#### Short task
Please reproduce all the records below, requests included, offsetting every bounding-box coordinate in the output lines by adding 75 to it. Leave the requests and their sample results unchanged.

===

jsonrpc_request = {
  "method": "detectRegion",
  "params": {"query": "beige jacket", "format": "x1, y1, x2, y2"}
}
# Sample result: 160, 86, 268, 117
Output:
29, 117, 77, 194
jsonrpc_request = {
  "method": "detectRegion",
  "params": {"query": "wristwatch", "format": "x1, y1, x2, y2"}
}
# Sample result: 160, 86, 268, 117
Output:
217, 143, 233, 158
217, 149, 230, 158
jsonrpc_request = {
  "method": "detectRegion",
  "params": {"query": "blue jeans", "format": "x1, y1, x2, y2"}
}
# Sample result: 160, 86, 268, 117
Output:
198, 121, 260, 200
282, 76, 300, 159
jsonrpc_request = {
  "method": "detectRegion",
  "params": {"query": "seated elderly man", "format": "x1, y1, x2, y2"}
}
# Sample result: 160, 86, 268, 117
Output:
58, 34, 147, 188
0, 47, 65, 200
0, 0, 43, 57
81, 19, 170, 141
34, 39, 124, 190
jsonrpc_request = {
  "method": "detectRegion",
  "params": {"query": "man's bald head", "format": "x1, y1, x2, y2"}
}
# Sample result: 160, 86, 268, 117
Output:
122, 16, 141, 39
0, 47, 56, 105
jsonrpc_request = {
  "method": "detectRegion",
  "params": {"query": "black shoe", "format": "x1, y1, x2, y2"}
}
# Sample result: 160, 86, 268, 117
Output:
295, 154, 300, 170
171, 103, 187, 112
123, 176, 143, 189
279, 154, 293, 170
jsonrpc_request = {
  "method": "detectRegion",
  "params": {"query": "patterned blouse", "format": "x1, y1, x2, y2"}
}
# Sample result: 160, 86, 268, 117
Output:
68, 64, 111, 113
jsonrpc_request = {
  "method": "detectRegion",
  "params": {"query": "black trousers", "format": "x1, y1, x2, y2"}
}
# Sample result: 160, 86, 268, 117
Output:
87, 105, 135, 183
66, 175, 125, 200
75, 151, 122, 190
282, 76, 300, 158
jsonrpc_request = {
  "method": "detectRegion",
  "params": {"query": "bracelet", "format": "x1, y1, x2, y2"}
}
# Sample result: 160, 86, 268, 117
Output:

===

#### Written solution
jsonrpc_request = {
  "method": "detectRegion",
  "params": {"query": "beige jacket", "format": "x1, y1, x2, y2"}
}
# Sample result: 160, 86, 268, 117
Output:
104, 192, 152, 269
jsonrpc_request = {
  "method": "detectRegion",
  "params": {"query": "wristwatch", "format": "x1, y1, x2, y2"}
}
# Sample result: 160, 86, 268, 117
Output:
292, 218, 308, 233
292, 224, 305, 233
jsonrpc_request = {
  "method": "detectRegion",
  "params": {"query": "blue jeans", "format": "x1, y1, x2, y2"}
}
# Sample result: 160, 86, 268, 117
Output:
273, 196, 335, 275
357, 151, 375, 234
jsonrpc_request = {
  "method": "detectRegion",
  "params": {"query": "seated elderly man", "format": "x1, y1, x2, y2"}
}
# Sample result: 160, 86, 268, 117
Output:
133, 109, 222, 263
75, 122, 140, 275
75, 75, 118, 132
156, 94, 245, 216
109, 114, 199, 265
jsonrpc_request = {
  "method": "detectRegion",
  "params": {"query": "man's bald head", "format": "x1, y1, x2, y2"}
}
# Sample result: 160, 86, 268, 117
Output:
197, 91, 216, 114
75, 122, 131, 180
jsonrpc_request = {
  "method": "detectRegion",
  "params": {"query": "black shoe", "format": "x1, y1, x2, y2"}
}
# Sample result: 160, 86, 268, 117
Output:
370, 229, 375, 245
246, 178, 262, 187
198, 251, 218, 264
354, 229, 368, 245
jsonrpc_request = {
  "method": "detectRegion",
  "params": {"query": "patterned blouse", "format": "x1, y1, x2, y2"}
}
# Sample result: 160, 86, 268, 117
Output:
143, 139, 186, 188
jsonrpc_request = {
  "method": "detectRegion",
  "params": {"query": "black trousers", "format": "x1, y1, x2, y2"}
}
# Sample result: 160, 86, 268, 117
Output:
162, 180, 210, 258
141, 250, 200, 275
150, 226, 197, 265
357, 151, 375, 233
jsonrpc_request = {
  "method": "detectRegion",
  "params": {"query": "bracelet", "format": "x1, y1, x2, y2"}
}
# Sample result: 160, 86, 268, 117
Output:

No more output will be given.